Could you quote the article on metro-to-metro migration from "Over time, a" to "numbers remain dynamic."?

EXCERPT PROVIDED:
- - - - - - -
Over time, a city’s population naturally shifts as people move from one place to another in search of job opportunities and a better cost of living, among others. Movement of people between cities — also called metro-to-metro migration — is one of the main ways in which population numbers remain dynamic.
So, we analyzed the latest data from the U.S. Census Bureau to see which metro’s net population was growing the most through metro-to-metro migration. And, the picture is clear: The Sun Belt is the biggest winner in this regard.
Hottest Area for Metro-to-Metro Migration: Sun Belt Home to All 10 Most Attractive Metros for Movers
On average, Phoenix gained 48,175 residents per year between 2014 and 2018 to claim the crown as as a result of metro-to-metro migration. Its net population growth is due to a large difference between incoming and outgoing residents. On average, Phoenix gained 177,642 residents per year from other metros, while only losing 129,467.
Specifically, most people who moved to Phoenix were from Los Angeles — 13,605 per year — followed by Tucson with 11,571 and Chicago with 7,675. Clearly, the city is a popular destination for people moving here from neighboring states and beyond. Meanwhile, the top destinations for residents leaving Phoenix were other Arizona metros, such as Tucson, Flagstaff and Prescott.
- - - - - - -
ENTRIES SHOWN:
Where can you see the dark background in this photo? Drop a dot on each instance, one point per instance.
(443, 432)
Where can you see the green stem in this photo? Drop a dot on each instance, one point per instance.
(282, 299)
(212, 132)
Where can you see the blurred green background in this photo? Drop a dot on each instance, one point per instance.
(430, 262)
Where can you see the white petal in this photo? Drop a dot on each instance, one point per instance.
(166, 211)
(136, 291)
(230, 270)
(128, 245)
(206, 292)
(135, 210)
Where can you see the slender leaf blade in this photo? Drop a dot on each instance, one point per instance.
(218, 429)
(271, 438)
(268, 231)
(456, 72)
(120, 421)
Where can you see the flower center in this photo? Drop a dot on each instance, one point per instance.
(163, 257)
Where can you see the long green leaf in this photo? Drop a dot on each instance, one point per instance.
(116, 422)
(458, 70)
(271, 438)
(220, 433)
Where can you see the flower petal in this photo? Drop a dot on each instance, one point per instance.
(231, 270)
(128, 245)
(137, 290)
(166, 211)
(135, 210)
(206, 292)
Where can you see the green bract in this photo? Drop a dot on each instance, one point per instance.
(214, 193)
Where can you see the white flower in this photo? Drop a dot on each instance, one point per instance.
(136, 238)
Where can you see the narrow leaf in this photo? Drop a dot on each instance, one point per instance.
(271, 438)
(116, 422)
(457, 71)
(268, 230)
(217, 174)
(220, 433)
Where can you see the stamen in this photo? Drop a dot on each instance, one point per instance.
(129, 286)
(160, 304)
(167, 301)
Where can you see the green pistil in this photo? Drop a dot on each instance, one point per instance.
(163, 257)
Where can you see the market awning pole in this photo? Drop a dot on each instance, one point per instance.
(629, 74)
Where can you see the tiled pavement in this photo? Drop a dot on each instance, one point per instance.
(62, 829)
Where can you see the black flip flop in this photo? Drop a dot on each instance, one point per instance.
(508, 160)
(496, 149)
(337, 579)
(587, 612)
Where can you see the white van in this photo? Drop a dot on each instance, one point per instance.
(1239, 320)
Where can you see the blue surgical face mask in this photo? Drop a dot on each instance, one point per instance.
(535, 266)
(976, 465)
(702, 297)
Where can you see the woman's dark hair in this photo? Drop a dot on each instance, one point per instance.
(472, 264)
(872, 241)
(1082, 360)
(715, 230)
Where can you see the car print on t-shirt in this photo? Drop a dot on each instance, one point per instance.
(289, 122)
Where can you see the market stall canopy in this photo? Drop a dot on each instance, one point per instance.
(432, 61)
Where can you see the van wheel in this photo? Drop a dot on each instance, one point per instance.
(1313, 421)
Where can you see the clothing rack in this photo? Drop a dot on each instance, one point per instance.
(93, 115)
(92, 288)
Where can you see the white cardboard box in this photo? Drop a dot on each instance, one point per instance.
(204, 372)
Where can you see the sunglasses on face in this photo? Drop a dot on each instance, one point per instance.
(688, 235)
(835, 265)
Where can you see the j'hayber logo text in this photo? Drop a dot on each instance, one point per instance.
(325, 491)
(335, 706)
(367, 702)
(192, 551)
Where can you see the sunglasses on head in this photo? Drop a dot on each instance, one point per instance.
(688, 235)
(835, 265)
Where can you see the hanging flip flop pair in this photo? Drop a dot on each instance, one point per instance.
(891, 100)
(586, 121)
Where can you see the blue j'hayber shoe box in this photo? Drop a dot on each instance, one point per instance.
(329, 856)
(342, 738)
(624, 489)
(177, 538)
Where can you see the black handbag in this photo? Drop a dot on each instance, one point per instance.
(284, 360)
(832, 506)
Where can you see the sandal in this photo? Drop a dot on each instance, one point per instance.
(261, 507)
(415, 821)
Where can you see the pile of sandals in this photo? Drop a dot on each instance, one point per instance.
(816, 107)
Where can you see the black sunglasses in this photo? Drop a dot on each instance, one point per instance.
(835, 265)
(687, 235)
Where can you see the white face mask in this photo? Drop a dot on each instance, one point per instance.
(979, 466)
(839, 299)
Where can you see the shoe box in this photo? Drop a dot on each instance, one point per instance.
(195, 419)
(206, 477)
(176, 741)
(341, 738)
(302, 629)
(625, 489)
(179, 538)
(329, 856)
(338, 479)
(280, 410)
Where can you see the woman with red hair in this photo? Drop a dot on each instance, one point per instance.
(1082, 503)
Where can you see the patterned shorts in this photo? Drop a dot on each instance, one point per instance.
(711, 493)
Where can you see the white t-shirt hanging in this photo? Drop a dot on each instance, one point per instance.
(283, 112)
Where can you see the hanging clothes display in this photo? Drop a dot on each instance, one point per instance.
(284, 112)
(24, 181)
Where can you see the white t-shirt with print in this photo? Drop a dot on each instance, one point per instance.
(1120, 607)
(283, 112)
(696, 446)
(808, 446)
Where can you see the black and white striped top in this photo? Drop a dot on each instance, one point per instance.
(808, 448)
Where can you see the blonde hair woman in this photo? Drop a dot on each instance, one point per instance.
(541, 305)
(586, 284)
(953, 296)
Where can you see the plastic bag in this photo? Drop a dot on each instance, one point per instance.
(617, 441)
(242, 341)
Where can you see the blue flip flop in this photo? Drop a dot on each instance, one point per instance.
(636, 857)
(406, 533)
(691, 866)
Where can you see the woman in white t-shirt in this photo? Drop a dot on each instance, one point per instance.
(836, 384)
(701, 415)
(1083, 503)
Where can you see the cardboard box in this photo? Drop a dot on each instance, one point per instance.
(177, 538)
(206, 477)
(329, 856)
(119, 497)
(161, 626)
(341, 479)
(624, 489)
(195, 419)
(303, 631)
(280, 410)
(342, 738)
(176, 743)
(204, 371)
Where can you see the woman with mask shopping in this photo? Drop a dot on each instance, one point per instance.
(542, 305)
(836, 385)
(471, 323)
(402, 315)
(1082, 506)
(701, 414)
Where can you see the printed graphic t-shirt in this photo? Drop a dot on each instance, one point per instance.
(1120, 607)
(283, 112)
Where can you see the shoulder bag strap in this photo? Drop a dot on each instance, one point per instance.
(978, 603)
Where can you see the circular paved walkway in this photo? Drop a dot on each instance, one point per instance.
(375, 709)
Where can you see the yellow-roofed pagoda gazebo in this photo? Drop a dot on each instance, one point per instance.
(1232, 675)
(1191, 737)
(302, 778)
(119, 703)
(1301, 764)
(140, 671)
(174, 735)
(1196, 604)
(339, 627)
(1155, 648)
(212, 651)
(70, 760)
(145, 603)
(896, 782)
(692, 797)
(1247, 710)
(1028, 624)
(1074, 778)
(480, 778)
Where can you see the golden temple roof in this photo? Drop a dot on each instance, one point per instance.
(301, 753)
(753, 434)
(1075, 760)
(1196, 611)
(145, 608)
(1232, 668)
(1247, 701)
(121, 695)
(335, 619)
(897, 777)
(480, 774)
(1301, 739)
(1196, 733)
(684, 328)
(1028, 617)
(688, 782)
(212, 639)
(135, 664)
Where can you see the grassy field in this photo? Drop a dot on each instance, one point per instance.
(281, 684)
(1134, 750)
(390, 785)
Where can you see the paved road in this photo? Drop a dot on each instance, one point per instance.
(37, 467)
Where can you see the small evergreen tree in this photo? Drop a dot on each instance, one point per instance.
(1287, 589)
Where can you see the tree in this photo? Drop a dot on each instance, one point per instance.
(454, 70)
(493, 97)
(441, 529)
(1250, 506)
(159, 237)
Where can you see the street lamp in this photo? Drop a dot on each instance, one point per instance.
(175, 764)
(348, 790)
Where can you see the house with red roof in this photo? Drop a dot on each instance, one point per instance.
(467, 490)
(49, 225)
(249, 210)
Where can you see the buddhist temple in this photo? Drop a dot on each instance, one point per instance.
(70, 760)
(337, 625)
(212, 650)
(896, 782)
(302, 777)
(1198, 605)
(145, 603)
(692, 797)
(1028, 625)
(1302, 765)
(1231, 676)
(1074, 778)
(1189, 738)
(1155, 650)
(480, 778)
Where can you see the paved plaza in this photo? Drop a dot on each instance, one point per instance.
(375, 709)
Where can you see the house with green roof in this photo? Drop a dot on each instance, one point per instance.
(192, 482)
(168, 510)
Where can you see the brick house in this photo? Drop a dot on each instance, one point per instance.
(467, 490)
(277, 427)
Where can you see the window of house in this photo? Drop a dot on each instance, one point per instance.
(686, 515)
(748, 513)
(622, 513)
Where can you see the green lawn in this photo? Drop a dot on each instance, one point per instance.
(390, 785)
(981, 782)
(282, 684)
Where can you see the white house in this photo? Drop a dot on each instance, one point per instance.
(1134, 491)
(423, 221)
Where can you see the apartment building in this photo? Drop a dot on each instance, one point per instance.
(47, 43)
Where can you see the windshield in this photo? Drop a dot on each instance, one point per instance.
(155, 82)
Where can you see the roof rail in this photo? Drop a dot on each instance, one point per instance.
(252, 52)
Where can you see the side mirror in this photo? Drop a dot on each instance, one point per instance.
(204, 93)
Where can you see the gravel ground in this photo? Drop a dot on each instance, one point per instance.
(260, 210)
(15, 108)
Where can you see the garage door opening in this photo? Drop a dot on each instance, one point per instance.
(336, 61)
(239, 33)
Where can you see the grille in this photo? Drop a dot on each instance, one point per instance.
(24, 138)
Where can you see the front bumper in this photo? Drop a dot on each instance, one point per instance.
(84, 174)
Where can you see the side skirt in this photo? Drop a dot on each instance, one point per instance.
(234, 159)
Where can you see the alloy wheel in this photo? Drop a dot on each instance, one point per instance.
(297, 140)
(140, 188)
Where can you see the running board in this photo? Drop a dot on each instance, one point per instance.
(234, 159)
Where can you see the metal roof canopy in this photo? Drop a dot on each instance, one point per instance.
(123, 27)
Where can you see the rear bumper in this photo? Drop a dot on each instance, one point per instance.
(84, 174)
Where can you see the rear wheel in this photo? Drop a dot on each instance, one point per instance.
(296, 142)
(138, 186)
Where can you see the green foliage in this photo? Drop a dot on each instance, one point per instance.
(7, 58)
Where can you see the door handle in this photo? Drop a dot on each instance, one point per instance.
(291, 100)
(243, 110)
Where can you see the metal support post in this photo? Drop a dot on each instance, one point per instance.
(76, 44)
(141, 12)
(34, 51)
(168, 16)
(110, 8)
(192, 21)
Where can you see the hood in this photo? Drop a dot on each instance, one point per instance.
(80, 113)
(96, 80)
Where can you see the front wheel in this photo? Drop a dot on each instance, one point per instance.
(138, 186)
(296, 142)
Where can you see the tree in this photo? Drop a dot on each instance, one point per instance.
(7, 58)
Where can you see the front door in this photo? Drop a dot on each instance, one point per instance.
- - - - - - -
ANSWER TO THIS PROBLEM:
Over time, a city’s population naturally shifts as people move from one place to another in search of job opportunities and a better cost of living, among others. Movement of people between cities — also called metro-to-metro migration — is one of the main ways in which population numbers remain dynamic.